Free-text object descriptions

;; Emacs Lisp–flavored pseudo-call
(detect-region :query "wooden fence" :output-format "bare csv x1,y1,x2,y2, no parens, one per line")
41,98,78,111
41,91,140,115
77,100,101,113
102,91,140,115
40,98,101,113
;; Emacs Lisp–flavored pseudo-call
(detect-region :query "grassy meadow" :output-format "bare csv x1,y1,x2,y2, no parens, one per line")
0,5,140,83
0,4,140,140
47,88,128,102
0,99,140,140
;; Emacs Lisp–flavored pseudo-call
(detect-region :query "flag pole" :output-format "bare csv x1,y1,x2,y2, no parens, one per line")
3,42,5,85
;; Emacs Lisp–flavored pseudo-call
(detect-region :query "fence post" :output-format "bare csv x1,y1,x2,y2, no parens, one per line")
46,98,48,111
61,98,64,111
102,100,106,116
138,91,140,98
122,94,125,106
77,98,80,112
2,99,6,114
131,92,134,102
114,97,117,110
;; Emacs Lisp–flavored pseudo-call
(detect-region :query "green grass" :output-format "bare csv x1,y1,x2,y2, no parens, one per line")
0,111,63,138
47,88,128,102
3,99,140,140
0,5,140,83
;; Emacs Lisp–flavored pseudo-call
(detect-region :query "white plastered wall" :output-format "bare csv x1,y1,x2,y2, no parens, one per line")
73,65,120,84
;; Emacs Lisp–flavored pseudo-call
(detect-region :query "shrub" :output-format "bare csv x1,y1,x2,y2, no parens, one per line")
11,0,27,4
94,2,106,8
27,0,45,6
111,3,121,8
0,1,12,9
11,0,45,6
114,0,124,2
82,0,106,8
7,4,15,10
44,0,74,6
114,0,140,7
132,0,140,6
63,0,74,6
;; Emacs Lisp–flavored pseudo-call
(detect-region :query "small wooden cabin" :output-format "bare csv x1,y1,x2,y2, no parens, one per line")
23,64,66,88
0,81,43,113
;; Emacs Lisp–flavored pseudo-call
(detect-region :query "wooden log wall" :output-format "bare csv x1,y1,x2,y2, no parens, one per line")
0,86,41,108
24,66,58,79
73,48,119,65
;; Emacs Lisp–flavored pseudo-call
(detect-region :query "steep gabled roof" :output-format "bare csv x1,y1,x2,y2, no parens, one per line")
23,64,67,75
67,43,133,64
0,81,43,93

#### Task statement
Set down all of the entries exactly, please.

#### Reply
;; Emacs Lisp–flavored pseudo-call
(detect-region :query "wooden fence" :output-format "bare csv x1,y1,x2,y2, no parens, one per line")
41,98,78,111
41,91,140,115
77,100,101,113
102,91,140,115
40,98,101,113
;; Emacs Lisp–flavored pseudo-call
(detect-region :query "grassy meadow" :output-format "bare csv x1,y1,x2,y2, no parens, one per line")
0,5,140,83
0,4,140,140
47,88,128,102
0,99,140,140
;; Emacs Lisp–flavored pseudo-call
(detect-region :query "flag pole" :output-format "bare csv x1,y1,x2,y2, no parens, one per line")
3,42,5,85
;; Emacs Lisp–flavored pseudo-call
(detect-region :query "fence post" :output-format "bare csv x1,y1,x2,y2, no parens, one per line")
46,98,48,111
61,98,64,111
102,100,106,116
138,91,140,98
122,94,125,106
77,98,80,112
2,99,6,114
131,92,134,102
114,97,117,110
;; Emacs Lisp–flavored pseudo-call
(detect-region :query "green grass" :output-format "bare csv x1,y1,x2,y2, no parens, one per line")
0,111,63,138
47,88,128,102
3,99,140,140
0,5,140,83
;; Emacs Lisp–flavored pseudo-call
(detect-region :query "white plastered wall" :output-format "bare csv x1,y1,x2,y2, no parens, one per line")
73,65,120,84
;; Emacs Lisp–flavored pseudo-call
(detect-region :query "shrub" :output-format "bare csv x1,y1,x2,y2, no parens, one per line")
11,0,27,4
94,2,106,8
27,0,45,6
111,3,121,8
0,1,12,9
11,0,45,6
114,0,124,2
82,0,106,8
7,4,15,10
44,0,74,6
114,0,140,7
132,0,140,6
63,0,74,6
;; Emacs Lisp–flavored pseudo-call
(detect-region :query "small wooden cabin" :output-format "bare csv x1,y1,x2,y2, no parens, one per line")
23,64,66,88
0,81,43,113
;; Emacs Lisp–flavored pseudo-call
(detect-region :query "wooden log wall" :output-format "bare csv x1,y1,x2,y2, no parens, one per line")
0,86,41,108
24,66,58,79
73,48,119,65
;; Emacs Lisp–flavored pseudo-call
(detect-region :query "steep gabled roof" :output-format "bare csv x1,y1,x2,y2, no parens, one per line")
23,64,67,75
67,43,133,64
0,81,43,93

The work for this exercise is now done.